What you should do: Update the passage on pill endoscopes, starting at "In 2001, the" and ending at "receiver on the patient’s belt.", by replacing "radio transmitter" with "wireless transmitter".

Text for analysis:
For many reasons, the human intestine presents doctors with big challenges. One reason is that it’s over twenty feet long. Another is that it curls back and forth inside our bodies so that access to any specific part of it for either examination or surgery is difficult. The usual method of internal examination is to use an endoscope — a long thin flexible tube that is inserted through one of the patient’s orifices and fed to the desired location. Fiber optic cables within the tube deliver light from an external source and images of the illuminated internal organ are carried back to an external viewer/camera through further fiber optic cables. This is a reliable system, but it has limitations, one of which is that it can’t reach every part of the digestive tract, more specifically the small intestine. Enter the “magic pill.”
In 2001, the US FDA approved the use of a tiny cable-free endoscope, which could be swallowed by the patient. It is the size and shape of a vitamin pill and transparent at one end. Within this tiny pill is a miniature camera, several LED lights, a computer, a battery and radio transmitter. Some models don’t need a battery because they obtain their power by magnetic induction via a special belt worn by the patient. As the pill travels through the intestine, the camera continually takes pictures, which it relays wirelessly to an external receiver on the patient’s belt.
Yet, for all their cleverness, many pill endoscopes have one significant drawback: the camera faces forward, so that most images of the intestine wall — the tissue of most interest to the doctor — are peripheral and thus lack clarity. This problem has been tackled and solved by a new type of pill endoscope on the market since 2008, which was developed by the Japanese RF System Lab. The revolutionary device called the Sayaka Endoscope Capsule has a revolving camera that takes pictures of the intestine wall through the transparent side of the capsule. This pill is actually smaller than its predecessors even though it contains all their gadgetry — camera, lights, computer, and transmitter — plus the mechanism for rotating the camera. It takes about eight hours to pass through the intestines travelling just one inch ever two minutes. During that journey, the camera rotates 60 degrees every two seconds, recording approximately 864,000 images — 30 per second. The images are continually transmitted to an SD storage card on the patient’s belt. When the journey is completed, the SD card is transferred to a PC where special software joins all the images to create a detailed high-resolution video of the patient’s intestines. Doctors can replay this video or freeze sections of it to magnify an area of special interest. The pill endoscope, which costs about $100, is eventually excreted in a normal bowel movement and discarded.
“Fantastic Journey” is a sci-fi movie of the 1960’s, in which a group of scientists in their pill-shaped vessel are shrunk to a microscopic size and injected into the bloodstream of a Russian agent, so that they can tinker with his brain. The technology of the pill endoscope may not be as radical as that. Yet in a few years, thanks to the super-miniaturization promised by nanotechnology, doctors may well inject microscopic gadgets with incredible capabilities into our bodies, where they will perform non-invasive life-saving microsurgery while we relax in front of the TV watching reruns of “Fantastic Journey.”

Extracted records:

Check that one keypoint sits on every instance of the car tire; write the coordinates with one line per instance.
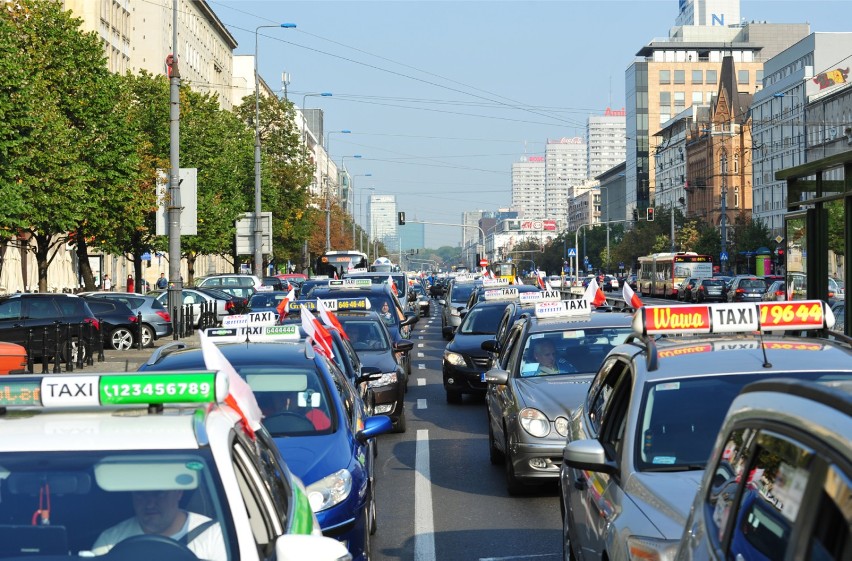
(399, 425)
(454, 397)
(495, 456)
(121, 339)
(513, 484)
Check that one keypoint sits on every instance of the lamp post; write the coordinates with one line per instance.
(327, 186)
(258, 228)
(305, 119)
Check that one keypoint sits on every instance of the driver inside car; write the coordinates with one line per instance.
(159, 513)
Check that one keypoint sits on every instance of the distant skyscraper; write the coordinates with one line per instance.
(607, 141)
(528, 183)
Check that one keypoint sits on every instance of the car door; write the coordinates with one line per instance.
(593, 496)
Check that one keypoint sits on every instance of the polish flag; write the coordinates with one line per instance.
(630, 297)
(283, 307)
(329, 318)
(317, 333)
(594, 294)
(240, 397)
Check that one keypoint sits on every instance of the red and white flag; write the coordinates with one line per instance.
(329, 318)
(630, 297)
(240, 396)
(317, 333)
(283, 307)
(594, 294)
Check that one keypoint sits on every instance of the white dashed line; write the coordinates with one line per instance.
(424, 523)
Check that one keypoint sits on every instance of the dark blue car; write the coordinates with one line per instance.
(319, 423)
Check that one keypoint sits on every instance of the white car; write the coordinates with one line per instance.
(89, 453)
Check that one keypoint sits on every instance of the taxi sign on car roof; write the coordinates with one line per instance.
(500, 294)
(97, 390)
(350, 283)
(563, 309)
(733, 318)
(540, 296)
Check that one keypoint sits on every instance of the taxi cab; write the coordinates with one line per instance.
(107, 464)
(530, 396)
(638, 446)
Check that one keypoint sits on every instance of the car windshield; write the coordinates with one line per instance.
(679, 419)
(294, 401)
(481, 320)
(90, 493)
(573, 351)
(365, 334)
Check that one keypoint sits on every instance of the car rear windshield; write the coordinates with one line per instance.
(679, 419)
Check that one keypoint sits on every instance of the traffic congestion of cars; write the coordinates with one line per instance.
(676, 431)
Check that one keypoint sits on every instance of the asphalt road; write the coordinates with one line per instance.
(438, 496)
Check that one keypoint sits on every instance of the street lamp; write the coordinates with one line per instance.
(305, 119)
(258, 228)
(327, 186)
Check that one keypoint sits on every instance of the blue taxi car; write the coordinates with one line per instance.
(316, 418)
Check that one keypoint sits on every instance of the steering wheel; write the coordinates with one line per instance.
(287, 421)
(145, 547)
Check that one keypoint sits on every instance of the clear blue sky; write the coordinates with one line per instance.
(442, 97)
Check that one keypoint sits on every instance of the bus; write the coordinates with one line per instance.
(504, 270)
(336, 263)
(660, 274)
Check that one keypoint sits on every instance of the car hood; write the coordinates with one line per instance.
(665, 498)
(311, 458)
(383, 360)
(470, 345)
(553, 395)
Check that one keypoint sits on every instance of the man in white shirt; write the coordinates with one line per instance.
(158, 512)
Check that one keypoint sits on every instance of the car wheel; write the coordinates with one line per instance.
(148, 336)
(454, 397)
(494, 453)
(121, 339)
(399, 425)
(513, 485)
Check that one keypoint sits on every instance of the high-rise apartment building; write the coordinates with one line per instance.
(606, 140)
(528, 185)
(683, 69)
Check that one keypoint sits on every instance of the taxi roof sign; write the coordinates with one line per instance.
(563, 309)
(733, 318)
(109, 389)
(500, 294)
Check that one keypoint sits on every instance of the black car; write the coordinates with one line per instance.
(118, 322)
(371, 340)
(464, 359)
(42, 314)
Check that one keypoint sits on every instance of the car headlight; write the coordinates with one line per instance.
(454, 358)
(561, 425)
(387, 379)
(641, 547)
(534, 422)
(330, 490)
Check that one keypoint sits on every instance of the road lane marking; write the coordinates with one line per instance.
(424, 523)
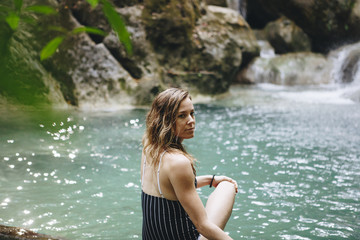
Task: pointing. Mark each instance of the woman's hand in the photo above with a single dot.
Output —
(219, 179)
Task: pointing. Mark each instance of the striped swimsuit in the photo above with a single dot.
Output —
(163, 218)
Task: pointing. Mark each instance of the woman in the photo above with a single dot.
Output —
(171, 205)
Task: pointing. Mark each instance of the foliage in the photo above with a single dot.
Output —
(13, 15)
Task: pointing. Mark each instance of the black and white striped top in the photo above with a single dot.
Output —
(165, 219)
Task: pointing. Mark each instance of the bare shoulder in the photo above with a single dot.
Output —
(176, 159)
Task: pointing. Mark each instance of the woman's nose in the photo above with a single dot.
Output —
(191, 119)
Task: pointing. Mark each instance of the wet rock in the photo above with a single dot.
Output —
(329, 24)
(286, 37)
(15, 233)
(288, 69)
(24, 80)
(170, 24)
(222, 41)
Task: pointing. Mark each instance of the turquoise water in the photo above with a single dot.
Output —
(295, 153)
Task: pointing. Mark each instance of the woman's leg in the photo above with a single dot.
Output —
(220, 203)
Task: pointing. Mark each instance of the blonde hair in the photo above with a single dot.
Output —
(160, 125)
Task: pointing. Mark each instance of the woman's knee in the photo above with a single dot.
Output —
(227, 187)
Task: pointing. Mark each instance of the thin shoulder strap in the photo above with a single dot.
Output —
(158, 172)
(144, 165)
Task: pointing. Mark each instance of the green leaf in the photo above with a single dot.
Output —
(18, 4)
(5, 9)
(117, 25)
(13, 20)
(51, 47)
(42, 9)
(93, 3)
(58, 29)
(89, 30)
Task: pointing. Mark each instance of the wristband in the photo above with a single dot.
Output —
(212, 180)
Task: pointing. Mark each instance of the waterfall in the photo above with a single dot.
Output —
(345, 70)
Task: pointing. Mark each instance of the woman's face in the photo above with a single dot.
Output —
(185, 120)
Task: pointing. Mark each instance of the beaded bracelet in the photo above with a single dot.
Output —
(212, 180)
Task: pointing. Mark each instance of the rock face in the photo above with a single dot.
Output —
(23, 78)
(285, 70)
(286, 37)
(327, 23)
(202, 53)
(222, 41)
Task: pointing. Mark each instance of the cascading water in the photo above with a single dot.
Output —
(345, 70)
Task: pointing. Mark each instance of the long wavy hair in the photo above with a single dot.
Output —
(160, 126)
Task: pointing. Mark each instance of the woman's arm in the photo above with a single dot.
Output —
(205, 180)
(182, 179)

Response to the exercise:
In 2001, the US FDA approved the use of a tiny cable-free endoscope, which could be swallowed by the patient. It is the size and shape of a vitamin pill and transparent at one end. Within this tiny pill is a miniature camera, several LED lights, a computer, a battery and wireless transmitter. Some models don’t need a battery because they obtain their power by magnetic induction via a special belt worn by the patient. As the pill travels through the intestine, the camera continually takes pictures, which it relays wirelessly to an external receiver on the patient’s belt.